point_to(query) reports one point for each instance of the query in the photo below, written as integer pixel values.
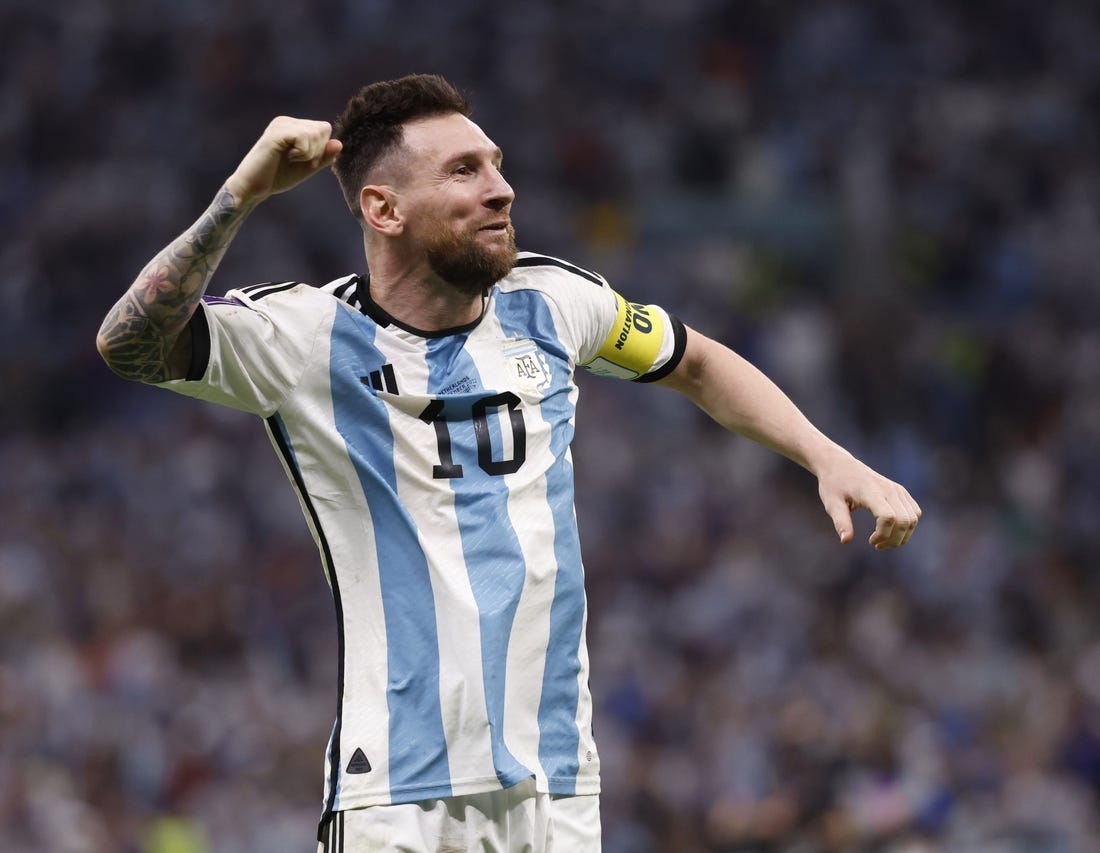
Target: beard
(465, 263)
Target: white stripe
(349, 528)
(458, 623)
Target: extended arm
(145, 335)
(741, 398)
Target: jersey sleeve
(605, 334)
(644, 342)
(250, 348)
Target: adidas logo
(359, 762)
(382, 380)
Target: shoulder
(271, 297)
(543, 272)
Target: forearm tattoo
(139, 334)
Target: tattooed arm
(145, 336)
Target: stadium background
(891, 207)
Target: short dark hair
(372, 123)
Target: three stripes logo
(359, 762)
(382, 380)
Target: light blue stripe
(418, 759)
(490, 547)
(525, 314)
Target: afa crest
(527, 365)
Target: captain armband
(636, 342)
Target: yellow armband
(634, 342)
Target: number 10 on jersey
(498, 404)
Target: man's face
(458, 204)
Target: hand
(288, 152)
(845, 484)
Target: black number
(485, 460)
(447, 467)
(641, 321)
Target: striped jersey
(433, 470)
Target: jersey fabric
(435, 473)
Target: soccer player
(424, 413)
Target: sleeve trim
(200, 345)
(680, 343)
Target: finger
(308, 142)
(840, 513)
(886, 526)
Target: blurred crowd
(891, 208)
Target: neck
(418, 298)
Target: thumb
(840, 513)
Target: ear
(378, 206)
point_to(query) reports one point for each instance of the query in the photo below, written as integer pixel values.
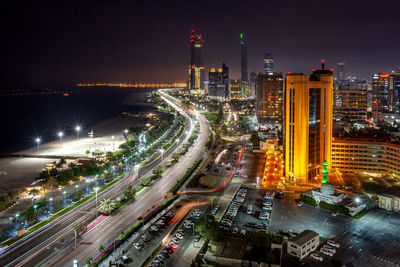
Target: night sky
(61, 43)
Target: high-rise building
(243, 61)
(341, 71)
(225, 79)
(196, 66)
(396, 89)
(235, 91)
(268, 63)
(239, 90)
(269, 98)
(308, 124)
(218, 82)
(253, 80)
(382, 90)
(350, 100)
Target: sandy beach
(20, 172)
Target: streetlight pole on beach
(37, 143)
(60, 134)
(77, 129)
(96, 189)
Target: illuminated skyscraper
(350, 100)
(382, 90)
(268, 63)
(308, 124)
(341, 71)
(269, 98)
(196, 66)
(243, 64)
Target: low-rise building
(370, 155)
(303, 244)
(390, 199)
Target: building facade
(269, 98)
(350, 100)
(374, 156)
(218, 82)
(243, 61)
(268, 63)
(308, 124)
(341, 71)
(196, 66)
(382, 91)
(303, 244)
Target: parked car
(178, 235)
(124, 259)
(316, 256)
(326, 252)
(331, 249)
(333, 243)
(250, 209)
(197, 238)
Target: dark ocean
(24, 118)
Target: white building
(327, 193)
(303, 244)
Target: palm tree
(107, 206)
(34, 192)
(128, 191)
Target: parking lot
(248, 211)
(374, 240)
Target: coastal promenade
(20, 172)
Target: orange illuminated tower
(308, 124)
(196, 66)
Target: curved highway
(45, 246)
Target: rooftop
(304, 237)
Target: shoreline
(20, 172)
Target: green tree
(107, 206)
(128, 191)
(34, 192)
(145, 180)
(88, 260)
(53, 183)
(109, 177)
(157, 171)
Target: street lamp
(37, 142)
(77, 129)
(60, 134)
(96, 189)
(357, 201)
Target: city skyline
(64, 44)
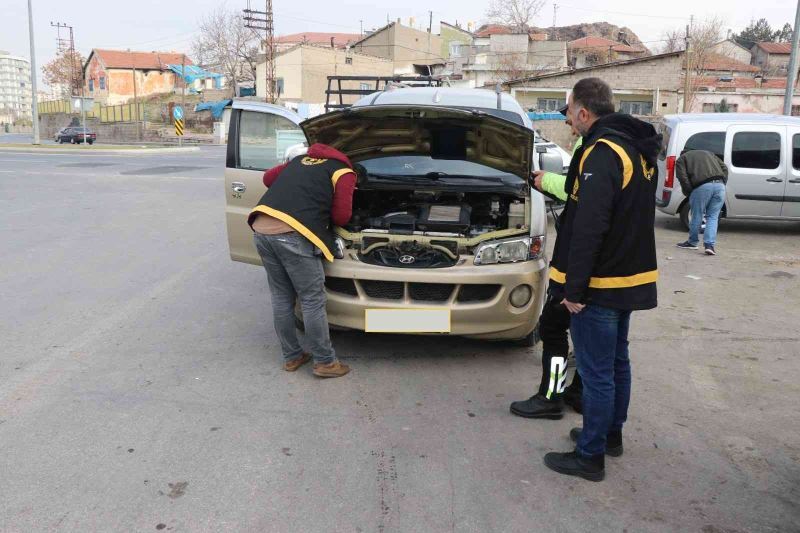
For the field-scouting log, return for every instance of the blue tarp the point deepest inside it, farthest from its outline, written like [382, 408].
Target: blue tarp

#### Work order
Could you retype the records above exactly, omitting the pictures?

#### Written solution
point_to(query) reports one point for each instance of the query in the photo below, written as integer pixel values.
Target: beard
(465, 263)
Target: white stripe
(349, 528)
(458, 623)
Target: extended arm
(145, 335)
(741, 398)
Target: jersey sleeve
(605, 334)
(644, 342)
(250, 348)
Target: adidas logo
(359, 762)
(382, 380)
Target: shoulder
(271, 297)
(543, 272)
Target: forearm tattoo
(139, 334)
Target: tattooed arm
(145, 336)
Target: stadium background
(891, 207)
Target: short dark hair
(372, 123)
Target: three stripes logo
(359, 762)
(382, 380)
Target: light blue stripe
(418, 759)
(490, 547)
(525, 314)
Target: afa crest
(527, 365)
Target: captain armband
(636, 342)
Target: yellow armband
(634, 342)
Target: number 10 on jersey
(498, 404)
Target: man's face
(458, 204)
Target: hand
(288, 152)
(845, 484)
Target: black number
(485, 460)
(447, 467)
(641, 321)
Target: striped jersey
(433, 470)
Target: jersey fabric
(435, 473)
Target: soccer player
(424, 413)
Target: sleeve trim
(200, 345)
(680, 343)
Target: finger
(308, 142)
(840, 513)
(886, 526)
Target: blurred crowd
(891, 208)
Target: neck
(418, 298)
Target: thumb
(840, 513)
Target: ear
(378, 206)
point_to(query) reports one point for each instance of the query in the photo below, written as integer pixel values.
Target: night sky
(61, 43)
Target: high-rise building
(243, 61)
(341, 71)
(225, 79)
(196, 66)
(396, 89)
(235, 91)
(268, 63)
(239, 90)
(269, 98)
(308, 124)
(218, 82)
(253, 80)
(382, 90)
(350, 100)
Target: sandy beach
(20, 172)
Target: streetlight pole on beach
(37, 143)
(60, 134)
(77, 129)
(96, 189)
Target: illuminated skyscraper
(350, 100)
(382, 90)
(268, 63)
(308, 124)
(341, 71)
(269, 98)
(196, 66)
(243, 64)
Target: low-rise building
(370, 155)
(303, 244)
(390, 199)
Target: building facade
(269, 98)
(350, 100)
(374, 156)
(218, 82)
(243, 61)
(268, 63)
(308, 124)
(341, 71)
(196, 66)
(382, 91)
(303, 244)
Target: parked car
(178, 235)
(124, 259)
(316, 256)
(326, 252)
(331, 249)
(333, 243)
(250, 209)
(197, 238)
Target: dark ocean
(24, 118)
Target: white building
(327, 193)
(303, 244)
Target: palm tree
(107, 206)
(34, 192)
(128, 191)
Target: parking lot
(248, 211)
(374, 240)
Target: coastal promenade
(20, 172)
Target: orange illuminated tower
(308, 124)
(196, 66)
Target: curved highway
(45, 246)
Target: rooftop
(304, 237)
Target: shoreline
(20, 172)
Target: green tree
(107, 206)
(128, 191)
(34, 192)
(145, 180)
(88, 260)
(53, 183)
(109, 177)
(157, 171)
Target: street lamp
(37, 142)
(77, 129)
(60, 134)
(96, 189)
(357, 201)
Target: city skyline
(64, 44)
For the field-scouting log, return for every instance of the blue tarp the point deepest inside it, farthest from its outline, written like [382, 408].
Target: blue tarp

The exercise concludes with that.